» Problem to work on
Rewrite the entries below, replacing every "annotate" with "mark" and leaving everything else unchanged. Omit the pictures from your answer.

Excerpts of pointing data
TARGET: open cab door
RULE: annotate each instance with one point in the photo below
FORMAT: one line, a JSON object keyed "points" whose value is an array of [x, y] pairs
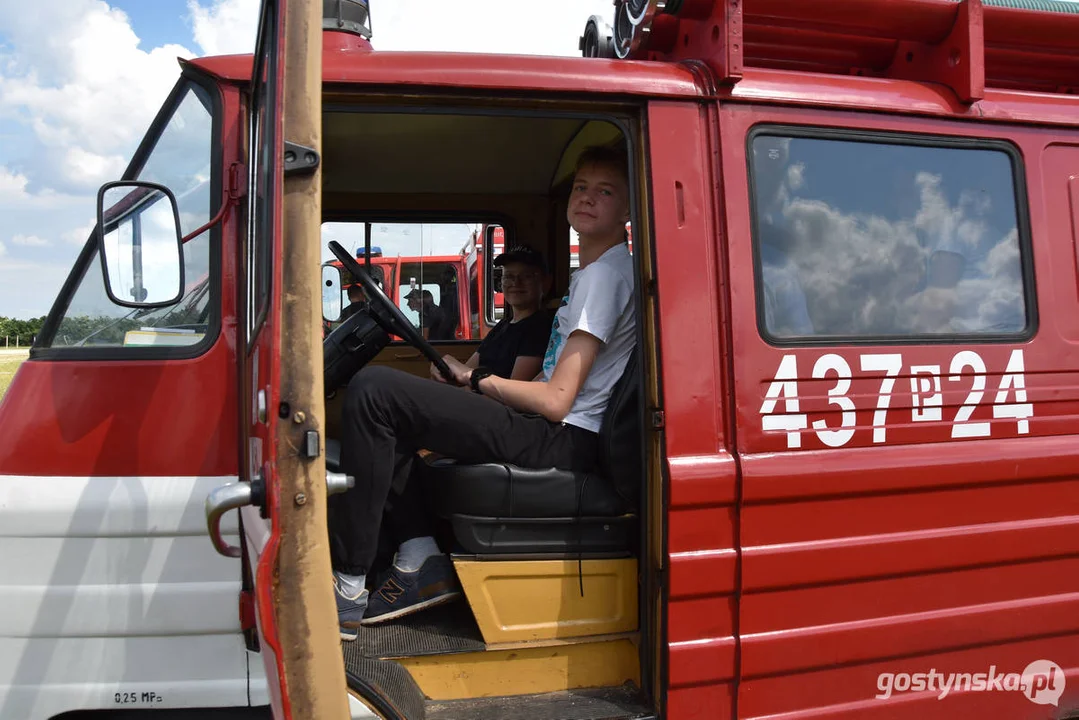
{"points": [[283, 488]]}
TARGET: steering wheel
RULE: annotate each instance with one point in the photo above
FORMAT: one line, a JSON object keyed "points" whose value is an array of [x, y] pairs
{"points": [[388, 315]]}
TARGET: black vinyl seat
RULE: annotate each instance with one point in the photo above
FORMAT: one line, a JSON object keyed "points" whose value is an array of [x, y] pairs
{"points": [[502, 508]]}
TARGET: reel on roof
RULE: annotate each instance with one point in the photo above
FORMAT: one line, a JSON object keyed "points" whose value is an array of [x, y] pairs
{"points": [[632, 24], [597, 41]]}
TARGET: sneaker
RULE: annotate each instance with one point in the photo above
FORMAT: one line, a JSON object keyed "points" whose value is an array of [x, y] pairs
{"points": [[401, 593], [351, 610]]}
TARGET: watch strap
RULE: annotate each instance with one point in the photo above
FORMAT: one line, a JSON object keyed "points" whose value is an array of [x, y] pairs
{"points": [[478, 375]]}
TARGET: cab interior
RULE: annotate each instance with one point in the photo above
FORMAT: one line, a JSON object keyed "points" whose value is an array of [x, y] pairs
{"points": [[559, 610]]}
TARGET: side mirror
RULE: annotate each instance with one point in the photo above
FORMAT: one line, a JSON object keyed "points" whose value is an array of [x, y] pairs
{"points": [[140, 244], [332, 294]]}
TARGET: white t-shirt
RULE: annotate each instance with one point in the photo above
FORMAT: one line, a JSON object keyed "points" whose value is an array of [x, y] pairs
{"points": [[601, 303]]}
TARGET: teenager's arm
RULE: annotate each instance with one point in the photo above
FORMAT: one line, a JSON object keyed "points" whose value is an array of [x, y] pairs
{"points": [[554, 398]]}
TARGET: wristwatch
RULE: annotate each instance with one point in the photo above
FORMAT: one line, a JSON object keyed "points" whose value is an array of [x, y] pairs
{"points": [[478, 375]]}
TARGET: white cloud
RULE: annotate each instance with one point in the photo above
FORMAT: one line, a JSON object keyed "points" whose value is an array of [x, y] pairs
{"points": [[79, 235], [863, 274], [224, 27], [30, 241], [79, 80], [12, 185]]}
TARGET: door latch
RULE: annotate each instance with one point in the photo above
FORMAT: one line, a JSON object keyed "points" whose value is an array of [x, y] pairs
{"points": [[300, 159]]}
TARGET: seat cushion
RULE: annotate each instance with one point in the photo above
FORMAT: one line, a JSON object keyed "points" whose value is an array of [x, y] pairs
{"points": [[502, 490]]}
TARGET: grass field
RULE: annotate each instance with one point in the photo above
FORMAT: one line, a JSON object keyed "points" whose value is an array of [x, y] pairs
{"points": [[10, 360]]}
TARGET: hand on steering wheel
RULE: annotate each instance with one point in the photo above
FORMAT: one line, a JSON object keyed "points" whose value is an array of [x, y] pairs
{"points": [[388, 315]]}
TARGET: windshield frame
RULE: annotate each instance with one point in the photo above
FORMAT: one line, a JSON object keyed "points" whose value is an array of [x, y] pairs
{"points": [[90, 254]]}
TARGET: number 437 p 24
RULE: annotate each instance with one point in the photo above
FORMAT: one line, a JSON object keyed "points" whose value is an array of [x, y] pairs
{"points": [[925, 388]]}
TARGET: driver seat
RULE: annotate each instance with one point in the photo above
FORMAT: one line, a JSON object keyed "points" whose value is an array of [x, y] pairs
{"points": [[497, 508]]}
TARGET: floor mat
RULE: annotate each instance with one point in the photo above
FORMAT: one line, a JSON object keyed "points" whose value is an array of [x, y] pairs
{"points": [[448, 628], [592, 704]]}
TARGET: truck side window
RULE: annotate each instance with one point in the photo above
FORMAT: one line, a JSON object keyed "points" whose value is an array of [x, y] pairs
{"points": [[884, 236], [179, 159]]}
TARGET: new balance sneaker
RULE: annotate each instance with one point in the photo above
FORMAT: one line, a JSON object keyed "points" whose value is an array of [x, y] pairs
{"points": [[401, 593], [351, 610]]}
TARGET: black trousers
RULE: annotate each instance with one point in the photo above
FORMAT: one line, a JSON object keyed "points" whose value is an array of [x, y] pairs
{"points": [[390, 415]]}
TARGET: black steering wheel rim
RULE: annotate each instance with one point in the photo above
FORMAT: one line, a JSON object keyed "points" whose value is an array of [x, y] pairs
{"points": [[401, 324]]}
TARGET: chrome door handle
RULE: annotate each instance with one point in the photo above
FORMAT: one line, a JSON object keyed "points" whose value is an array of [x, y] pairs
{"points": [[236, 494], [337, 483], [219, 502]]}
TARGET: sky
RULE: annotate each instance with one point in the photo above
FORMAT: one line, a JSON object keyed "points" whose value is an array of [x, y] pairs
{"points": [[81, 81]]}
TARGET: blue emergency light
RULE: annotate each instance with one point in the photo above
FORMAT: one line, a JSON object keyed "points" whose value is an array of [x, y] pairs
{"points": [[347, 15]]}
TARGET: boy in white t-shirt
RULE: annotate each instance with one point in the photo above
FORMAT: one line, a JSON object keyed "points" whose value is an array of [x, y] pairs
{"points": [[549, 422]]}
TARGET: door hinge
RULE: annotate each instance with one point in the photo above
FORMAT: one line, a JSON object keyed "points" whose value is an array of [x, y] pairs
{"points": [[300, 159], [237, 181], [246, 610], [311, 444]]}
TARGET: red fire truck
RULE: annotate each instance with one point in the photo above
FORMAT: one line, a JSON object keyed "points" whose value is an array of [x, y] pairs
{"points": [[850, 489], [461, 286]]}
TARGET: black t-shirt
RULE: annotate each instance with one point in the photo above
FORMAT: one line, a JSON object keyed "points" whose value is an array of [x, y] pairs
{"points": [[438, 323], [507, 341]]}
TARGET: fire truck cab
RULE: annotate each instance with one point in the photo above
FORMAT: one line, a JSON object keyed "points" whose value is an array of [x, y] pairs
{"points": [[845, 458]]}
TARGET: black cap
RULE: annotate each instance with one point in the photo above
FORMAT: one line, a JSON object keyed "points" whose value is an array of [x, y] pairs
{"points": [[521, 254]]}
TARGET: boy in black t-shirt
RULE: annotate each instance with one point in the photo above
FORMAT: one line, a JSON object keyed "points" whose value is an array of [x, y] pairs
{"points": [[515, 347]]}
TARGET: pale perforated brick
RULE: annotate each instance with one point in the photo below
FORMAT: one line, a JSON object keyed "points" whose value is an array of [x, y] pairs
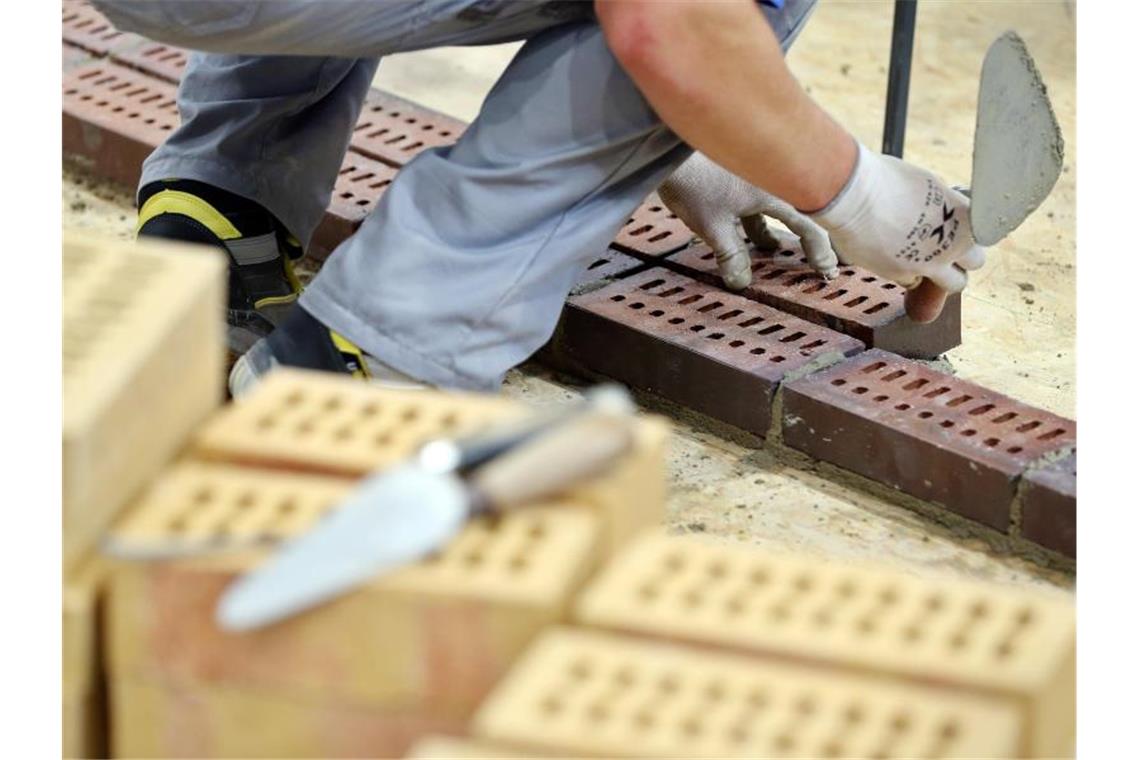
{"points": [[439, 631], [1015, 644], [597, 694], [124, 305]]}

» Answer to the task
TARGET: open cab door
RULE: mark each instance with one point in the photo below
FORMAT: one line, a JSON object keyed "points" whose value is an array of [x, y] pairs
{"points": [[283, 488]]}
TARGET: steering wheel
RULE: mark each instance with one point in the photo above
FORMAT: one line, a JSON object keyed "points" whose value is an array of [x, y] pairs
{"points": [[388, 315]]}
TARGET: black vinyl seat
RULE: mark each instance with one point in the photo above
FORMAT: one line, a JSON object keyed "points" whose value is an array of [x, y] pairs
{"points": [[502, 508]]}
TARGET: reel on roof
RULE: mark each instance with one point in the photo above
FORMAT: one line, a JSON object keyed "points" whose value is an array of [x, y] pairs
{"points": [[632, 24], [597, 41]]}
TARGET: sneaker
RULE: mark each instance with one point in the photo above
FORMAT: one line, a JSON object keyed "points" whose value is an array of [x, y] pairs
{"points": [[401, 593], [351, 610]]}
TARGET: watch strap
RULE: mark each instance with one point in the photo above
FORMAT: one line, a JSON object keyed "points" whose value is an array of [x, y] pairs
{"points": [[478, 375]]}
TARGET: cab interior
RULE: mark each instance with one point in the photo above
FORMAT: one line, a JSON object keyed "points" whose value is an array of [x, y] pairs
{"points": [[559, 610]]}
TARGET: side mirror
RULE: mark each instance with one point in the photo above
FORMAT: one line, a JSON object keyed "points" whose value is an array of [x, y] pairs
{"points": [[140, 244], [332, 294]]}
TARGET: white t-shirt
RULE: mark each instance with one point in the photo above
FORMAT: one line, a JSON object keyed "points" whose value is an array of [x, y] pairs
{"points": [[601, 303]]}
TARGET: teenager's arm
RULE: mark each instance with one point in the photo above
FORMAT: one line, a JSON object keyed "points" whose value is an array of [x, y] pairs
{"points": [[554, 398]]}
TARGET: wristwatch
RULE: mark each instance with one point in the photo above
FORMAT: one line, a JSON object keyed "points" whose value is an array of [x, y] pairs
{"points": [[478, 375]]}
TARGET: white cloud
RULE: mark each instance with one point in the photo above
FORMAT: one line, a JSON object keyed "points" whose value is an array of [x, y] pairs
{"points": [[79, 235], [863, 274], [224, 27], [30, 241], [79, 80], [12, 185]]}
TARGET: door latch
RULE: mark each instance with one point in the photo above
FORMAT: one line, a JSON object keyed "points" whose value is an array of [x, y] pairs
{"points": [[300, 159]]}
TARGET: seat cushion
RULE: mark each instance with one point in the photo above
FORMAT: one line, a JSON object keyed "points" whose value is an array of [x, y] pairs
{"points": [[502, 490]]}
TARGET: grass field
RULE: mark each instance with one point in the photo above
FORMAT: one line, a JSON object keyed "points" whose value is an array of [x, y] pairs
{"points": [[10, 360]]}
TARGET: hand on steering wheel
RULE: mark each instance with one point in the photo above
FORMAT: one line, a JSON object keyed "points" whose value is an array of [x, y] pairs
{"points": [[388, 315]]}
TARGET: windshield frame
RULE: mark each instance with one point in the photo above
FORMAT: one line, a JSON object keyed "points" whose value is an array of [x, y] pairs
{"points": [[90, 254]]}
TARGET: number 437 p 24
RULE: mark each instance with one point in the photo above
FORMAT: one line, a JSON object keyed "points" whose value is an array of [x, y] pairs
{"points": [[925, 388]]}
TARGET: driver seat
RULE: mark each instance with one point in the photo above
FORMAT: one line, a JSON object keyed "points" whose value is an array of [x, y] pairs
{"points": [[497, 508]]}
TARGET: floor mat
RULE: mark each instance with one point in the photo above
FORMAT: one line, a JSON object keyed "points" whose value is an array of [x, y] pairs
{"points": [[448, 628], [592, 704]]}
TARGET: truck side window
RULE: mark each instance with one point in the photo above
FORMAT: one line, a JSON object keyed "points" whose value is an array of [x, y] pairs
{"points": [[884, 236], [179, 159]]}
TARGET: new balance sneaker
RULE: mark each instance with one point in the photo above
FORMAT: one line, a JSON object keyed "points" whose value is an array of [x, y] pairs
{"points": [[401, 593], [351, 610]]}
TARGET: black trousers
RULE: mark each instance with one point in the photo above
FORMAT: one line, a JSON object keyed "points" whose value is an array of [x, y] pairs
{"points": [[390, 415]]}
TARGET: black steering wheel rim
RULE: mark each instance with one point in the photo above
FORMAT: one line, a JSON object keyed "points" whose value is an array of [x, y] pairs
{"points": [[401, 324]]}
TARGET: chrome door handle
RULE: mark each instance with one point in the photo above
FORMAT: one line, a JSON object keyed "points" whose value is an array of [x, y] pairs
{"points": [[236, 494], [337, 483], [219, 502]]}
TARGET: sky
RULE: mark each instance with one point in the photo above
FORMAT: one line, a JSON object keyed "points" whose value is an array of [x, y] pairs
{"points": [[81, 81]]}
TARGET: blue emergency light
RULE: mark each instance with one point in the photo above
FORMAT: one line, a JSON object keyed "points" whose value is an array of [x, y] pairs
{"points": [[347, 15]]}
TARGET: boy in white t-shirt
RULE: mark each instance with one point in the photo above
FORMAT: one line, a JSON object keyed "points" whose value is an array of [x, y] pairs
{"points": [[549, 422]]}
TARGET: door hinge
RULE: mark each instance with one point in the photo above
FORMAT: one line, a JSON object keyed "points" whose value is an array of [x, y] pairs
{"points": [[300, 159], [237, 181], [246, 610], [311, 444]]}
TARGET: red fire truck
RULE: mark each instance with one point in the photo above
FORMAT: one line, a JSON object keyed "points" whose value is an array of [x, y] pairs
{"points": [[850, 489], [461, 286]]}
TARGET: black t-shirt
RULE: mark each instance with one point in the photo above
FORMAT: one line, a JSON object keyed "points" whose value is an array of [x, y] pairs
{"points": [[438, 323], [507, 341]]}
TARGET: fire truck cab
RULE: mark each instance with one point in the photo above
FORMAT: one line, a JSON object keyed "points" whose value is an array of [x, y] pairs
{"points": [[845, 458]]}
TARGET: black cap
RULE: mark each instance with one point in the photo above
FORMAT: one line, a JSON object keyed "points" whose value is an array of [x, y] pairs
{"points": [[521, 254]]}
TARGET: boy in black t-shirt
RULE: mark each instance with one point in the photo above
FORMAT: one line, a JSON object keyed "points" whose value is an array of [x, y] pairs
{"points": [[515, 347]]}
TARGET: pale perforated brick
RULE: mark each instance with one point in the photo below
FORMAT: one line, a JSON object keyed "points" whose value is an array of [x, y] pairs
{"points": [[439, 631], [1015, 644], [597, 694], [124, 305]]}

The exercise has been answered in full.